◆ **KUTIPAN PILIHAN**

----

Berbagai macam ilmu dituliskan ke dalam sebuah buku. Bila sang
penulis menuliskannnya dengan baik dalam sebuah buku, maka siapa saja yang
membaca tulisannya akan terarahkan, dan mendapatkan pengetahuan baru berupa
pengalaman hidup. Baca buku sama dengan halnya membuka dunia. Bukan hanya
jendela ilmu saja yang kita dapatkan, tapi kita mampu berkeliling dunia dengan
hanya membaca buku. Akan banyak pengetahuan baru yang akan kita dapatkan dari
tokoh-tokoh dunia yang menginspirasi kitapun bisa mengambil pelajaran penting
dari mereka yang berhasil menjadi pemimpin yang arif dan bijaksana.
B.
Landasan Teori Konstruksi
Manusia selalu
bertindak sebgai agen dalam mengkonstruksikan
realitas kehidupan sosial. Teori ini memunculkan teori interaksionisme dan juga
muncul dalam perpektif etnomenologi. Perilaku manusia secara fundamental
berbeda dengan perilaku objek alam. Manusia yang selalu bertindak sebagai agen
dalam mengkonstruksi realitas kehidupan sosial. Menurut Max Weber tindakan
individu sebagai pusat kajiannya, mendefinisikan sosiologi sebagai ilmu yang
mengusahakan pemahaman interpretative mengenai tindakan sosial. Tindakan sosial
berhubungan dengan rasionalitas, pola rasionalitas yang ada tidak sekedar
bagian dari individu tapi meluas ke dalam masyarakat.
Manusia
mengkonstruk realitas sosial meskipun melalui proses subjektif namun dapat
berubah menjadi objektif. Proses konstruktif melalui pembiasaan tindakan. Teori
konstruksi sosial lebih mengembangkan antara struktur masyarakat dan individu
dibandingkan dengan fenomenologi. Rekonstruksi dan sintesanya mengandung bias
karena cenderung hanya membongkar struktur logika sebagai prespektif teoritik.
C.

----

◆ **CUPLIKAN DATA**
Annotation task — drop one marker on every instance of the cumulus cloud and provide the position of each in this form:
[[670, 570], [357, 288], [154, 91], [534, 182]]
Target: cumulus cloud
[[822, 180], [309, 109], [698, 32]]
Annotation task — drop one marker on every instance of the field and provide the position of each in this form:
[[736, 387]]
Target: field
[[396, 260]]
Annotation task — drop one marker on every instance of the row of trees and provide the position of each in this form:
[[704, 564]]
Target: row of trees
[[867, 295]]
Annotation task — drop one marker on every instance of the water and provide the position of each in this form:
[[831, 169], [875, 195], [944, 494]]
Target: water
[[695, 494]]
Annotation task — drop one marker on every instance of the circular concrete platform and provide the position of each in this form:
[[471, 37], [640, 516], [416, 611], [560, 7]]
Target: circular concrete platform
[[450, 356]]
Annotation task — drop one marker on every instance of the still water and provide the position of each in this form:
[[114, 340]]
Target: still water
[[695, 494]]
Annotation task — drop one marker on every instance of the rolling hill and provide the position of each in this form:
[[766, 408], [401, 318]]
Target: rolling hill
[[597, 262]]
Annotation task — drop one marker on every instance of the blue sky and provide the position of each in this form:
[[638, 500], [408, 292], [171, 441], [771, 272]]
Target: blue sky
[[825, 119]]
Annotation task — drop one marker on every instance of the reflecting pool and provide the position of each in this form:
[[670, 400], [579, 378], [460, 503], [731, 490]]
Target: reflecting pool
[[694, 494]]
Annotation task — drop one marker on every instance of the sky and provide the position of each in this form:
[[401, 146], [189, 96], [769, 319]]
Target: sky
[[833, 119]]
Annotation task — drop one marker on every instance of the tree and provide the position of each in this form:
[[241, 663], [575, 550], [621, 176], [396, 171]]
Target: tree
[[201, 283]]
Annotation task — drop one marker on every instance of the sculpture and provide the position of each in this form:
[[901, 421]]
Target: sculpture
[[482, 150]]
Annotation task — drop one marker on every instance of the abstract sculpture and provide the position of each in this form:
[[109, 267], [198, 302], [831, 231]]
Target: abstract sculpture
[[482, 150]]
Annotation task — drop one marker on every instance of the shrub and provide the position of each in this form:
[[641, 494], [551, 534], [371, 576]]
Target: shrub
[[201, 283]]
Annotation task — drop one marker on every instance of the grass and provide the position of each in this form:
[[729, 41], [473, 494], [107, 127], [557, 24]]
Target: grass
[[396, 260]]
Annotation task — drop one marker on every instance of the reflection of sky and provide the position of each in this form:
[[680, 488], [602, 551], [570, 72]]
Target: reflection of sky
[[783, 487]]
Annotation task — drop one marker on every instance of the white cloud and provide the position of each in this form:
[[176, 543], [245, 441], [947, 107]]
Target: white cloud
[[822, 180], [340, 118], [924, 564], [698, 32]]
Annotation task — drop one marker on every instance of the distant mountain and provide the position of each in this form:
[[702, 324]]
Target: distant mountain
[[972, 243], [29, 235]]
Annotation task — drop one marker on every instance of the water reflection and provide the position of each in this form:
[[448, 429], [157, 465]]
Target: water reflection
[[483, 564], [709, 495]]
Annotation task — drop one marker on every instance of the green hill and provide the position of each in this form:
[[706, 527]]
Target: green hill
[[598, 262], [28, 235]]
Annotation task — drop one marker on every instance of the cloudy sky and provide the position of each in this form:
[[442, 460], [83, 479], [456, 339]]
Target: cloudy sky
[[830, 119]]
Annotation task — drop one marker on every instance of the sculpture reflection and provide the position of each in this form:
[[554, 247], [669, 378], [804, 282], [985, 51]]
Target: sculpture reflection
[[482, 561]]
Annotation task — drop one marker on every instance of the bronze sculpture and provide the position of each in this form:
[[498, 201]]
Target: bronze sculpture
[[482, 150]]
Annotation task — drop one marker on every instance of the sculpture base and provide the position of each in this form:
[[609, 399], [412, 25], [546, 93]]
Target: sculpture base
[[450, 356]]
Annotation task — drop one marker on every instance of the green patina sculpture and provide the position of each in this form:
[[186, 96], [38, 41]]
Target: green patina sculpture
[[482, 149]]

----

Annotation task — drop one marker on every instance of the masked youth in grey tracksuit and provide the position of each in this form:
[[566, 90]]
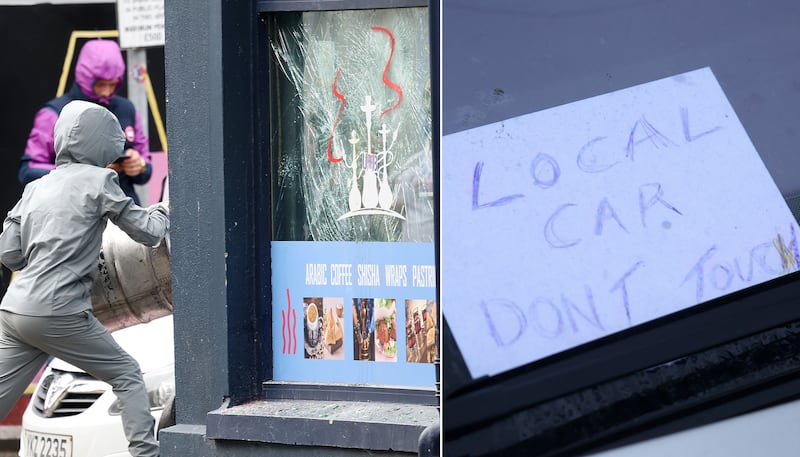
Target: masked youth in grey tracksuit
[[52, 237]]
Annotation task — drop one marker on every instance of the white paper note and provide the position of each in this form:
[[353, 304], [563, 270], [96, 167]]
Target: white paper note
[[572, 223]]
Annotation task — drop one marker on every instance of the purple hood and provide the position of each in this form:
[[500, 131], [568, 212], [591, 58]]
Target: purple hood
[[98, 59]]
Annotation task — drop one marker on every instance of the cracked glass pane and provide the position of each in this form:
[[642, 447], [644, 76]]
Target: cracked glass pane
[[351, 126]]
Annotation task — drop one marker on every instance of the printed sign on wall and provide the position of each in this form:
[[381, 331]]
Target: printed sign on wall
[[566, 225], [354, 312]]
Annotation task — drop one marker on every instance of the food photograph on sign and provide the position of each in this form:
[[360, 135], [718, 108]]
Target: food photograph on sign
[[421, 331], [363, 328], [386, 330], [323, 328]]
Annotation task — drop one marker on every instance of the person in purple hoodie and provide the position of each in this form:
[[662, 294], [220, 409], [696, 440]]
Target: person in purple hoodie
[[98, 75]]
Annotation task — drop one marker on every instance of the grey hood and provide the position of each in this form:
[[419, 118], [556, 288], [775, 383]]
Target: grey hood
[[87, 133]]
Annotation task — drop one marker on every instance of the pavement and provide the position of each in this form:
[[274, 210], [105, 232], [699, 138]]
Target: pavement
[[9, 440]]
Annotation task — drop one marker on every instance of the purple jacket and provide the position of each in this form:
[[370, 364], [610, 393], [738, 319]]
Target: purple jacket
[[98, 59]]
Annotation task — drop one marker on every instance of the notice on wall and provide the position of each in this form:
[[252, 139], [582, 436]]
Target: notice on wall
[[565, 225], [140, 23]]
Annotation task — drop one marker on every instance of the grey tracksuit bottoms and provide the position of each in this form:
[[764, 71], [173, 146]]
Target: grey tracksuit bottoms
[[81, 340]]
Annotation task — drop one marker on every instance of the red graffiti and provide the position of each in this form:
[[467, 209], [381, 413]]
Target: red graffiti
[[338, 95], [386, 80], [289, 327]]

----

◆ **KETENTUAN LATIHAN**
[1] Salin tanpa perubahan baris-baris catatan mulai dari baris yang memuat "of the masked" sampai dengan baris yang memuat "[[566, 225], [354, 312]]", termasuk kedua baris tersebut. Jangan sertakan gambar dalam jawaban.
[2] Teruskan teks tentang membaca buku dan teori konstruksi sosial dari bagian terakhir yang tampak.
Teks dan catatan di atas tidak berhubungan satu sama lain.

◆ **HASIL YANG DIHARAPKAN**
[1]
Annotation task — drop one marker on every instance of the masked youth in grey tracksuit and provide the position of each in this form:
[[566, 90]]
Target: masked youth in grey tracksuit
[[52, 237]]
Annotation task — drop one marker on every instance of the white paper note and provide the position of each in this form:
[[353, 304], [563, 270], [96, 167]]
Target: white paper note
[[572, 223]]
Annotation task — drop one marker on every instance of the purple hood and provide the position of each in this form:
[[500, 131], [568, 212], [591, 58]]
Target: purple hood
[[98, 59]]
Annotation task — drop one marker on every instance of the cracked glass pane and provide the position of each in this form:
[[642, 447], [644, 76]]
Target: cracked glass pane
[[351, 126]]
Annotation task — drop one marker on every instance of the printed sign on wall and provide the position of each in this form:
[[381, 331]]
Target: printed sign on wall
[[566, 225], [354, 312]]

[2]
Sistematik Penulisan
Dalam penulisan penelitian ini, untuk lebih mudah memahami
penulisan ini, maka disusunlah sistematika pembahasan, antara lain:
BAB
I: PENDAHULUAN
Pada bab pendahuluan ini
berisi tentang latar belakang masalah, rumusan masalah, tujuan, manfaat
penelitian, objek kajian, kontribusi, thesis statement, paradigm naturalis,
landasan teori konstruksi, dan sistematika penulisan.
BAB
II: KAJIAN PUSTAKA
Pada
bab ini peneliti memaparkan teori-teori yang berkaitan dengan pengertian
pendidikan islam, aspek-aspek pendidikan Islam, pengertian novel, dan sekilas
mengenai movel 99 Cahaya di Langit Eropa
: Perjalanan Menapak Jejak Islam di Eropa. Selain itu peneliti juga
menjelaskan mengenai kondisi geografis Eropa, masuknya Islam di Eropa dan
penyebaran ilmu pengetahuan di Eropa.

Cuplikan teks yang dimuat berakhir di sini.